## Goal of the exercise
In the course reviews below, print everything from "Machine Learning: Regression is an" down to "take this course.", word for word.

## Extract

- - -

Sunday, December 13, 2015

Coursera: Machine Learning: Regression Review

Machine Learning: Regression is the second course in the 6-part Machine Learning specialization offered by the University of Washington on Coursera. The 6-week course builds from simple linear regression with one input feature in the first week to ridge regression, the lasso and kernel regression. Week 3 also takes a detour to discuss important machine learning topics like the bias/variance trade-off, overfitting and validation to motivate ridge and lasso regression. Like the first course in the specialization, "Regression" uses GraphLab Create, a Python package that will only run on the 64-bit version of Python 2.7. You can technically use other tools like Scikit-learn or even R to complete the course, but using GraphLab will make things much easier because all the course materials are built around it. Knowledge of basic calculus (derivatives), linear algebra and Python is recommended. Grading is based upon weekly comprehension quizzes and programming assignments.

Each week of Machine Learning: Regression tackles specific a topic related to regression in significant depth. The lectures take adequate time to build your understanding and intuition about how the techniques work and go deep enough that you could implement the algorithms presented yourself. The presentation slides are high quality and available as .pdf downloads, although the text written by the lecturer isn't particularly neat. The lecturer isn't the best orator around but she manages to explain topics well and the course takes plenty of time to cover important considerations and review key concepts at the end of each week. Overall, the pacing and organization of course materials is excellent and the presentation, while not perfect, is personable and clear.

Every lesson in "Regression" has at least one accompanying programming assignment that explores the topics covered in lecture. The assignments are contained in Jupyter (iPython) notebooks and come with all the explanatory text and support code you need to complete them. The labs walk you through implementing some key machine learning algorithms like simple linear regression, multiple linear regression with gradient descent, ridge regression, lasso with coordinate descent and k-nearest neighbors regression. The assignments are not particularity difficult as much of the code is already written for you and most tasks you have to perform are spelled out in great detail sometimes to the point where each line of code you have to write is noted in a text comment. Some may not appreciate this level of guidance but it keeps the assignments moving along at a steady pace and puts the focus on understanding machine learning concepts rather than programming skills and limits time wasted troubleshooting bugs.

Machine Learning: Regression is an excellent introduction to regression that covers several key machine learning algorithms while building understanding of fundamental machine learning concepts that extend beyond regression. If you have any interest in regression and have an environment that can run GraphLab, take this course.

I give Machine Learning: Regression 5 out of 5 stars: Excellent.

Saturday, December 12, 2015

Coursera: Data Visualization and Communication with Tableau Review

Data Visualization and Communication with Tableau is the third course in Duke University's "Excel to MySQL: Analytic Techniques for Business" specialization offered on Coursera. The 5-week course starts is essentially an introduction to Tableau (weeks 2 and 3) book-ended by some lectures on considerations and best practices for communicating data insights in a business setting (weeks 1 and 4.). The final week is devoted to a peer-reviewed assignment and has no new lecture content. The course provides you with a free temporary license for the desktop version of Tableau. You can get through his course without any background knowledge, although some knowledge of MS Excel will help you appreciate some of the comparisons it makes. Grading is based on 4 weekly quizzes and a peer graded assignment.

- - -

## Raw data
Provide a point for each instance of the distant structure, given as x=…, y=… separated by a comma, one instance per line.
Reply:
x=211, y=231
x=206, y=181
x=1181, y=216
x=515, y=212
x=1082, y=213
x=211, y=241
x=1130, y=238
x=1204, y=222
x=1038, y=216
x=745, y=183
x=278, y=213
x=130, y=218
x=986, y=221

- - -

## Result of the task
Machine Learning: Regression is an excellent introduction to regression that covers several key machine learning algorithms while building understanding of fundamental machine learning concepts that extend beyond regression. If you have any interest in regression and have an environment that can run GraphLab, take this course.